Within the context of this game, each mom has the incentive to tutor their kid no matter what the other mom does. As long as mom’s are more obsessed with making sure their kid can get a leg up on the other, the strategy of tutoring your kid will be always be played. This of course leads to a Nash equilibrium of a lot of Asian moms just wasting a bunch of cash.
How can I say this, doesn’t this affect everyone’s kids? Well yes and no, the important thing to remember is how Asian students are viewed within the context of college admissions. This is not a post on the merits/problems of affirmative action, nor do I want it to deviate into one. On the basis of scores alone, Asian students would fill nearly four out of every five places in the admitted class not taken by African-American and Hispanic students. Again, I don’t care about arguing affirmative action right now (dont think removing AA would change this game either, nor do I think it should necessarily be removed), I am more concerned about the decision making of parents within the context of this game. In this case, since relative performance within race matters, this scenario is more painful to watch. Whether we examine SAT scores, GPAs or number of AP’s taken, if the median benchmark for Asians is simply shifting higher no one ends up at a better place than before.
Well, you could argue, “BDK, its better for these kids anyways since they are getting smarter, so it’s not a waste of cash”. I beg to differ. One concerned mother told me about the dilemma she has for her kid. She stated that her 8th grade son Mikey needed to take summer geometry course before he took geometry. The last time when he took algebra II, everyone else at his school had already taken algebra II in the summer. Mikey said himself, “everyone else was sleeping through class, while I was struggling to follow the teacher.” I would argue that these other parents are doing a disservice to their kids in the future by not providing proper study habits. Nobody needed to take this summer class, but again it gave a leg up. This is also an epidemic with parents who find their kids “struggling”. Instead of teaching their kids to hash it out on their own for better or for worse, a grade lower than a A automatically prompts a tutor.

→ **Object detection data**
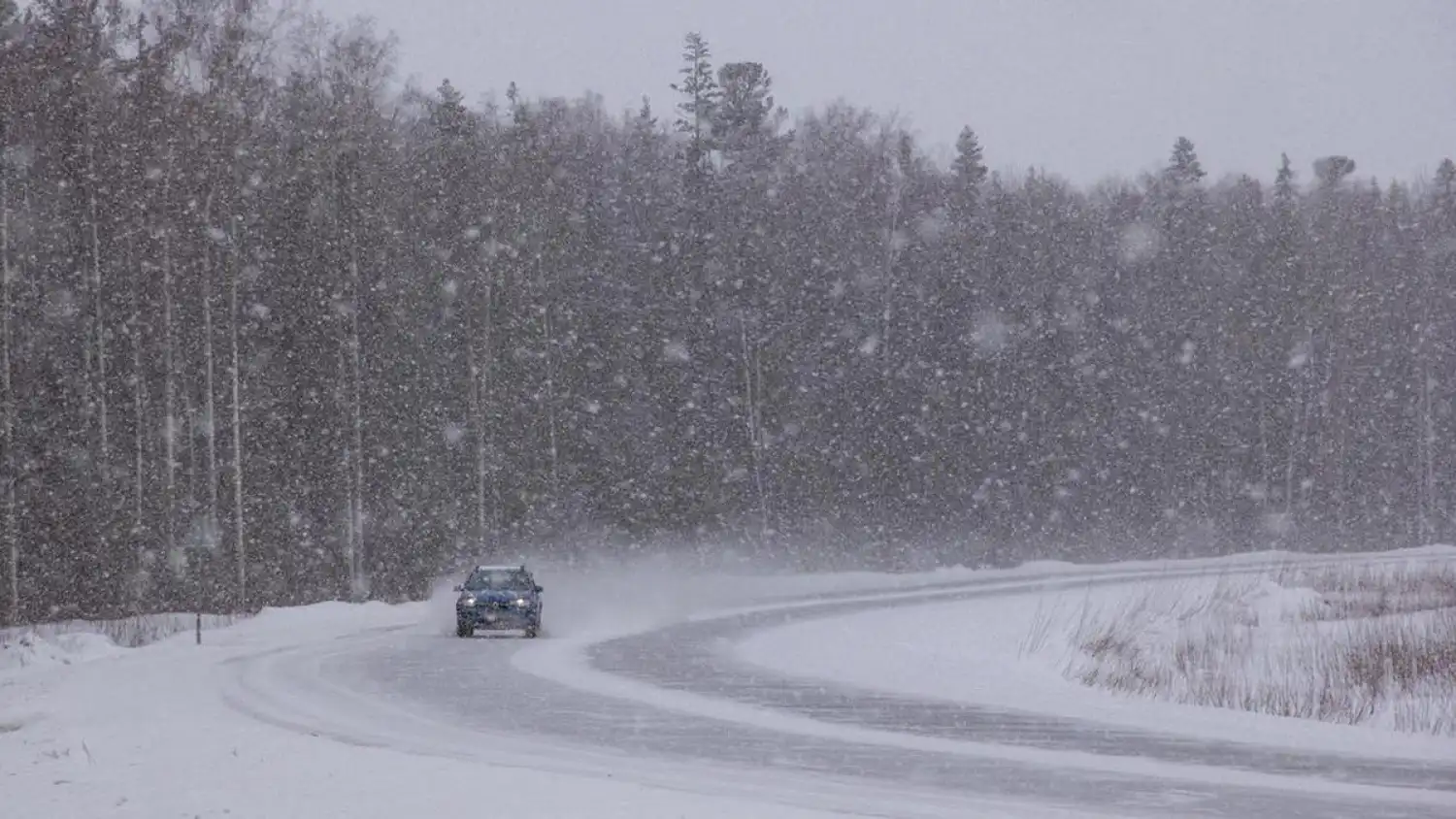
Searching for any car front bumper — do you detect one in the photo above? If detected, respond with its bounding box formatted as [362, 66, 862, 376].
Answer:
[456, 606, 541, 629]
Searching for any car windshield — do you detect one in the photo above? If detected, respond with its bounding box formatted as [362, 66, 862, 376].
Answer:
[465, 569, 532, 592]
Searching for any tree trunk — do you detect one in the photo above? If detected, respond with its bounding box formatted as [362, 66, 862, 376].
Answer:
[0, 156, 20, 626]
[127, 236, 148, 614]
[466, 296, 491, 544]
[739, 315, 769, 544]
[227, 236, 248, 611]
[162, 214, 181, 565]
[203, 193, 218, 547]
[86, 120, 111, 468]
[349, 226, 369, 597]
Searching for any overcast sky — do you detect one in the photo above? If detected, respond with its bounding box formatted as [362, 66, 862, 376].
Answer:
[314, 0, 1456, 181]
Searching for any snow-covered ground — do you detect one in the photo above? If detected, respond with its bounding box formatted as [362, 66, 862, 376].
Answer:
[731, 547, 1456, 761]
[11, 551, 1456, 819]
[0, 563, 1095, 819]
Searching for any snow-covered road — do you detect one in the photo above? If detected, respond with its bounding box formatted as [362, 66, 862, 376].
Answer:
[0, 546, 1456, 819]
[218, 555, 1456, 819]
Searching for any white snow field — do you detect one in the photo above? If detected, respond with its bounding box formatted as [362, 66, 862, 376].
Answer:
[0, 553, 1456, 819]
[734, 547, 1456, 764]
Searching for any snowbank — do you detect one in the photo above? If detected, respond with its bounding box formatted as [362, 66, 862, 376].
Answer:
[727, 547, 1456, 761]
[0, 590, 862, 819]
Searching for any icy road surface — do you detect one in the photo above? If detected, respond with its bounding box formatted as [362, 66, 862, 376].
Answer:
[229, 565, 1456, 819]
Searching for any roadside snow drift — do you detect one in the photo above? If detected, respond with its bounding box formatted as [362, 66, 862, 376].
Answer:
[731, 550, 1456, 761]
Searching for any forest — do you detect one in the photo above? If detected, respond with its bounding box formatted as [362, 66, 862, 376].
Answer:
[0, 0, 1456, 623]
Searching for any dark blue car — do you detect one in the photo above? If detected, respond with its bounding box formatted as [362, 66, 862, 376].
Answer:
[456, 566, 542, 638]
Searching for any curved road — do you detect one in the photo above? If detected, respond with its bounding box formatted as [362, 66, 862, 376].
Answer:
[230, 572, 1456, 819]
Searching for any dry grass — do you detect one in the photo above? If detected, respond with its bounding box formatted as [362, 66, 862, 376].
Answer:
[0, 612, 242, 649]
[1060, 565, 1456, 737]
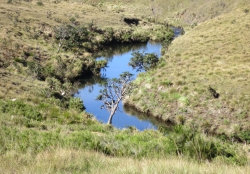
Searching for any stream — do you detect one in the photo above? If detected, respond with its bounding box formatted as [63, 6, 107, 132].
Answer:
[75, 28, 182, 131]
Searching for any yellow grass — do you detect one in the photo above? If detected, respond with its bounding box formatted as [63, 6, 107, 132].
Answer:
[0, 148, 250, 174]
[126, 3, 250, 135]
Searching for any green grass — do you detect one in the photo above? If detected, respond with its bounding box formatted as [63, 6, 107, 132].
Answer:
[0, 0, 249, 173]
[125, 4, 250, 143]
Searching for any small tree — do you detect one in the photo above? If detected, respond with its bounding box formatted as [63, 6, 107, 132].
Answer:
[128, 51, 159, 71]
[96, 72, 134, 124]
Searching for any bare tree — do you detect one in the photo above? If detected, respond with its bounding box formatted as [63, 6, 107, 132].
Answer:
[96, 72, 135, 124]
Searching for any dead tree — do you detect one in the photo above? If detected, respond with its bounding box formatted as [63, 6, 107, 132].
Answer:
[96, 72, 135, 124]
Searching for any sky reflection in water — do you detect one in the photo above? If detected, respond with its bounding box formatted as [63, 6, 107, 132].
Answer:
[75, 42, 161, 130]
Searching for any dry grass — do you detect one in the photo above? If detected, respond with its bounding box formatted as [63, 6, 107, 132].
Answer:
[126, 5, 250, 135]
[83, 0, 248, 25]
[0, 148, 250, 174]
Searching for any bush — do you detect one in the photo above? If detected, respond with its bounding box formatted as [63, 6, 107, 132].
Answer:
[129, 51, 159, 71]
[0, 100, 44, 121]
[69, 98, 85, 111]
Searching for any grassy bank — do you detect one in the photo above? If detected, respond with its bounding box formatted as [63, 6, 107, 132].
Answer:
[86, 0, 248, 26]
[0, 0, 249, 173]
[126, 5, 250, 143]
[0, 147, 250, 174]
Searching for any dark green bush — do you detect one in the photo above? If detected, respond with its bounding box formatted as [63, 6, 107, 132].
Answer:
[0, 100, 44, 121]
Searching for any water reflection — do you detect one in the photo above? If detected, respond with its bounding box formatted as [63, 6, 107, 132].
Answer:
[75, 42, 161, 130]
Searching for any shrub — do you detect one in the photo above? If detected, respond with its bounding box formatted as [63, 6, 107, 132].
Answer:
[129, 51, 159, 71]
[69, 97, 85, 111]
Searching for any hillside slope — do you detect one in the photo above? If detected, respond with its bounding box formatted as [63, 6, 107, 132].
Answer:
[126, 3, 250, 140]
[85, 0, 248, 26]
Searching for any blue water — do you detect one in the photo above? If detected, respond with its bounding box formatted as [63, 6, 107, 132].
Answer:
[75, 42, 161, 130]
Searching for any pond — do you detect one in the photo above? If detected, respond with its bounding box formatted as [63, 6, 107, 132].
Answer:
[75, 27, 181, 130]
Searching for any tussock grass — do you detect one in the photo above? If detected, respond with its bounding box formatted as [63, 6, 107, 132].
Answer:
[0, 147, 250, 174]
[128, 3, 250, 143]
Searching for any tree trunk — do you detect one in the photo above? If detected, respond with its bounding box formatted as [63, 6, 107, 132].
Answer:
[107, 100, 120, 124]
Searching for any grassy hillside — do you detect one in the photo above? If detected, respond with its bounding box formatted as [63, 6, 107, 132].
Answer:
[85, 0, 248, 26]
[126, 4, 250, 142]
[0, 0, 250, 173]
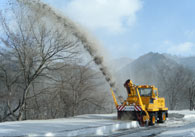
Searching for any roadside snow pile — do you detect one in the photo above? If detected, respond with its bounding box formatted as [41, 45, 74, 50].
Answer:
[159, 110, 195, 137]
[0, 114, 139, 136]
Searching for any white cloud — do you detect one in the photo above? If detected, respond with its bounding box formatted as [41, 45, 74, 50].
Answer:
[62, 0, 142, 33]
[166, 42, 195, 56]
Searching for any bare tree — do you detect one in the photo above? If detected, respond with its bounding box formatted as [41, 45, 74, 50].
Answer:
[0, 5, 78, 120]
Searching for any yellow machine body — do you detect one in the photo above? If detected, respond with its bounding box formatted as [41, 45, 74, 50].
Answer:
[112, 80, 168, 125]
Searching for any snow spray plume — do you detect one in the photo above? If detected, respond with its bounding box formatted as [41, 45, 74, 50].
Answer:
[17, 0, 116, 91]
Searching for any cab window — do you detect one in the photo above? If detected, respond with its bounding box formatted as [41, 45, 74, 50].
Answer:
[139, 88, 152, 96]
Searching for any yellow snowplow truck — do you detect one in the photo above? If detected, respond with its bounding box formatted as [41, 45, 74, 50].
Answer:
[111, 80, 168, 126]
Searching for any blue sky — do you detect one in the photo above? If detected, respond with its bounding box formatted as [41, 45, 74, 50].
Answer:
[0, 0, 195, 58]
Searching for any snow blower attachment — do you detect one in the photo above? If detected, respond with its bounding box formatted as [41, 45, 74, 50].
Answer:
[111, 80, 168, 126]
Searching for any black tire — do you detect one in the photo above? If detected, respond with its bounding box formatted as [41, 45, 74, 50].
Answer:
[149, 112, 157, 126]
[158, 112, 167, 123]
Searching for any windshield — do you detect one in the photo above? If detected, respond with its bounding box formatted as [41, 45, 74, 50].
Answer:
[139, 88, 152, 96]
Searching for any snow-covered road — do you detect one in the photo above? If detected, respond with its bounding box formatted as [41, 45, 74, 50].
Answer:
[0, 110, 195, 137]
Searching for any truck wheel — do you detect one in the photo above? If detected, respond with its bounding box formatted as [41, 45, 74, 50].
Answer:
[149, 113, 157, 126]
[159, 112, 166, 123]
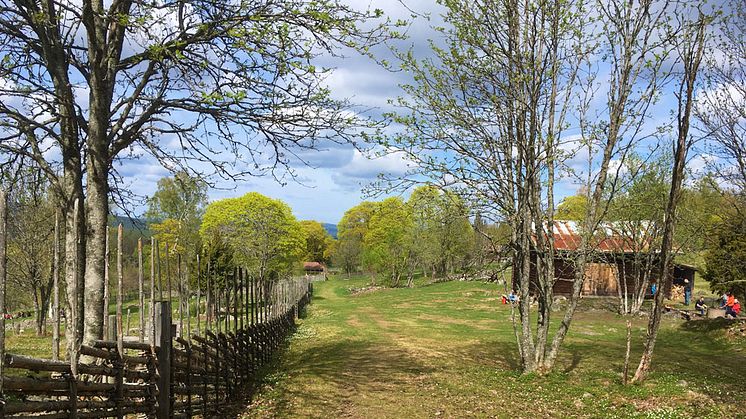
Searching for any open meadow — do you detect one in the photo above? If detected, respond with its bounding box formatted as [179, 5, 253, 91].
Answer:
[242, 277, 746, 418]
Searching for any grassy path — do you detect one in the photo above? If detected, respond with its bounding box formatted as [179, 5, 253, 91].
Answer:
[242, 279, 746, 418]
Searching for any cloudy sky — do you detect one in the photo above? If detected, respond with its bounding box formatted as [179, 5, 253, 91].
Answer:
[116, 0, 440, 224]
[116, 0, 720, 223]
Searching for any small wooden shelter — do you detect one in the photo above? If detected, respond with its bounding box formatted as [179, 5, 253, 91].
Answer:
[303, 262, 326, 275]
[530, 221, 696, 296]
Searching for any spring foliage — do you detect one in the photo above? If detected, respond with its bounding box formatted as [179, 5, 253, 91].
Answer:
[200, 192, 306, 280]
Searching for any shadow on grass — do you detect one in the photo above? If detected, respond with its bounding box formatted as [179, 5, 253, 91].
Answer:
[253, 340, 432, 416]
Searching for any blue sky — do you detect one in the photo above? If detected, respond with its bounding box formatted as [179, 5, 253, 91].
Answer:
[116, 0, 724, 223]
[115, 0, 439, 224]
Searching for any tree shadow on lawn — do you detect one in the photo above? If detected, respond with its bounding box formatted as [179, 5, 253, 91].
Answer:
[264, 339, 432, 412]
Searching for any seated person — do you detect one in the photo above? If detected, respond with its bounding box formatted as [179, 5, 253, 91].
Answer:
[694, 297, 707, 316]
[725, 299, 741, 319]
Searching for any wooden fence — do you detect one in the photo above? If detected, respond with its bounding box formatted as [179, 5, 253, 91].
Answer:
[0, 276, 312, 418]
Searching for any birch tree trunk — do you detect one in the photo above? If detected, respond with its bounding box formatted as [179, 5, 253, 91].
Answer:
[632, 14, 710, 383]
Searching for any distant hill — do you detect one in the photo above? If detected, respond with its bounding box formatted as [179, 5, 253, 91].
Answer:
[321, 223, 337, 239]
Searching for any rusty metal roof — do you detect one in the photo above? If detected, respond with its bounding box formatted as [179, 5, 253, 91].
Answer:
[552, 220, 648, 253]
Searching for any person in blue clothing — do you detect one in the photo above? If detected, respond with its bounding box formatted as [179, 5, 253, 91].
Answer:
[694, 296, 707, 316]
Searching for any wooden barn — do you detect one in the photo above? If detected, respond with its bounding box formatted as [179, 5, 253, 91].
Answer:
[303, 262, 326, 275]
[516, 221, 696, 296]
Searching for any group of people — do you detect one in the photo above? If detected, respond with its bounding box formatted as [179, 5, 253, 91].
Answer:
[694, 292, 741, 319]
[502, 291, 520, 304]
[720, 292, 741, 319]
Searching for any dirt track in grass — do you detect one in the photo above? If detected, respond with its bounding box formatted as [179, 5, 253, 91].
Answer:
[241, 278, 746, 418]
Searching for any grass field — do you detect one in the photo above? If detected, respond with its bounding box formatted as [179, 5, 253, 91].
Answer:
[242, 278, 746, 418]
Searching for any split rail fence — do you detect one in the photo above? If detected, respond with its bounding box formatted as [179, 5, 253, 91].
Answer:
[0, 190, 313, 419]
[0, 278, 312, 418]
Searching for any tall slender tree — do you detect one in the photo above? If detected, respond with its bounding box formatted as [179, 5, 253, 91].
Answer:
[0, 0, 390, 341]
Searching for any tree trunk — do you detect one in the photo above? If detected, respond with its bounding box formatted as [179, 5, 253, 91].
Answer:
[64, 185, 86, 362]
[632, 15, 707, 383]
[83, 148, 109, 343]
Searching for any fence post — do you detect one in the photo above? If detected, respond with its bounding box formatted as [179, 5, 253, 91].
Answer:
[0, 189, 8, 417]
[138, 237, 145, 342]
[155, 301, 172, 419]
[52, 210, 60, 361]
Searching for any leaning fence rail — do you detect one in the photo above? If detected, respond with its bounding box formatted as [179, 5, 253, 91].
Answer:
[0, 278, 312, 418]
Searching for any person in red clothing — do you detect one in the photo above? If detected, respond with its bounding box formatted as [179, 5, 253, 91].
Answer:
[725, 298, 741, 318]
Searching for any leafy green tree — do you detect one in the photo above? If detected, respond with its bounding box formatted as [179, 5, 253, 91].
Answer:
[334, 201, 379, 274]
[408, 185, 474, 277]
[554, 195, 588, 221]
[363, 197, 412, 287]
[200, 192, 306, 281]
[0, 0, 396, 344]
[702, 198, 746, 299]
[145, 171, 207, 260]
[300, 220, 335, 264]
[7, 169, 57, 336]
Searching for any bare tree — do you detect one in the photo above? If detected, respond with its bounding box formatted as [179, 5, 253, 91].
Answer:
[0, 0, 390, 341]
[632, 9, 712, 382]
[694, 0, 746, 194]
[8, 169, 56, 336]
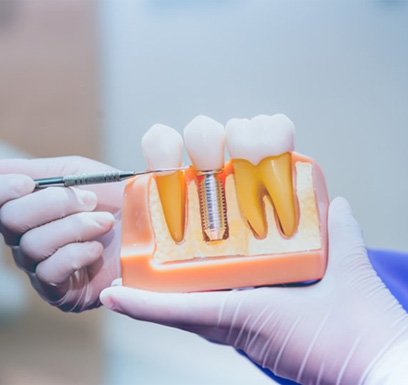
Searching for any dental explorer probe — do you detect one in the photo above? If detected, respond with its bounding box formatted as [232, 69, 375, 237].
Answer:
[34, 166, 188, 190]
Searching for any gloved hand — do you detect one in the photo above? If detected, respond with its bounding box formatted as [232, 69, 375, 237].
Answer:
[0, 157, 124, 312]
[101, 198, 408, 385]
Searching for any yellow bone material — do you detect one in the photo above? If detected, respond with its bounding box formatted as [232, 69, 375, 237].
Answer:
[232, 152, 298, 239]
[156, 171, 186, 243]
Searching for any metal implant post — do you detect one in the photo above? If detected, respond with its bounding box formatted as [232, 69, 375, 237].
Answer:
[197, 170, 229, 242]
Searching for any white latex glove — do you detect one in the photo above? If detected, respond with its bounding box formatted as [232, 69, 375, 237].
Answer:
[101, 198, 408, 385]
[0, 157, 124, 312]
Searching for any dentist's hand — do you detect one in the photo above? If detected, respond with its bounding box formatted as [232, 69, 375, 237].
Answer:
[101, 198, 408, 385]
[0, 157, 124, 312]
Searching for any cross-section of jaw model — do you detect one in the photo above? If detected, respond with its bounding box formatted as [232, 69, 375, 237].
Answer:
[121, 114, 328, 291]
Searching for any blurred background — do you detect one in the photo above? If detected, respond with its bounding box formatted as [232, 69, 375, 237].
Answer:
[0, 0, 408, 385]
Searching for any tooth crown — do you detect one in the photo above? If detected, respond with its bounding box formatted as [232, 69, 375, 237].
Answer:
[226, 114, 295, 165]
[142, 124, 183, 170]
[184, 115, 225, 171]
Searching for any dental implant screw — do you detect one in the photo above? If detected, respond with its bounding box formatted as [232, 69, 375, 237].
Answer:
[197, 170, 229, 241]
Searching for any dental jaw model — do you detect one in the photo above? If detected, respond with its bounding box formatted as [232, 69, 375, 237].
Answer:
[121, 114, 328, 291]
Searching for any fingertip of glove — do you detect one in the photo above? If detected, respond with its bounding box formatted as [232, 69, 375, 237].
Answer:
[99, 287, 115, 310]
[329, 197, 353, 219]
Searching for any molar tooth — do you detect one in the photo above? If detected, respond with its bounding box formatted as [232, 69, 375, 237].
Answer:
[226, 114, 298, 238]
[142, 124, 186, 242]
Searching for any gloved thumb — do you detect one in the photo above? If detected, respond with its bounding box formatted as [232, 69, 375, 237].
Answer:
[100, 286, 227, 331]
[326, 197, 368, 276]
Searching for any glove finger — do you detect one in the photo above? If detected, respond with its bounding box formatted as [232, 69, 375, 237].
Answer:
[0, 175, 34, 207]
[100, 286, 227, 331]
[20, 212, 115, 271]
[0, 156, 112, 178]
[328, 197, 368, 275]
[35, 241, 103, 285]
[0, 187, 97, 245]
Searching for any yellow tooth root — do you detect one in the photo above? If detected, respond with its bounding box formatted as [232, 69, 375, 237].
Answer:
[232, 159, 268, 239]
[156, 171, 186, 243]
[257, 152, 298, 237]
[232, 152, 298, 239]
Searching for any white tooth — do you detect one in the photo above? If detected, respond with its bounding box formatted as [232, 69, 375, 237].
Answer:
[226, 114, 295, 165]
[184, 115, 225, 171]
[142, 124, 183, 170]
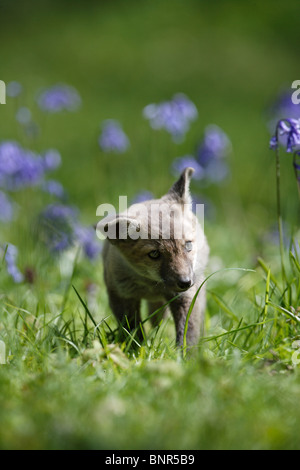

→ **Direction**
Please quote the passage on tutoring word for word, from "Within the context of this game, each" to "bunch of cash.".

→ **Task answer**
Within the context of this game, each mom has the incentive to tutor their kid no matter what the other mom does. As long as mom’s are more obsessed with making sure their kid can get a leg up on the other, the strategy of tutoring your kid will be always be played. This of course leads to a Nash equilibrium of a lot of Asian moms just wasting a bunch of cash.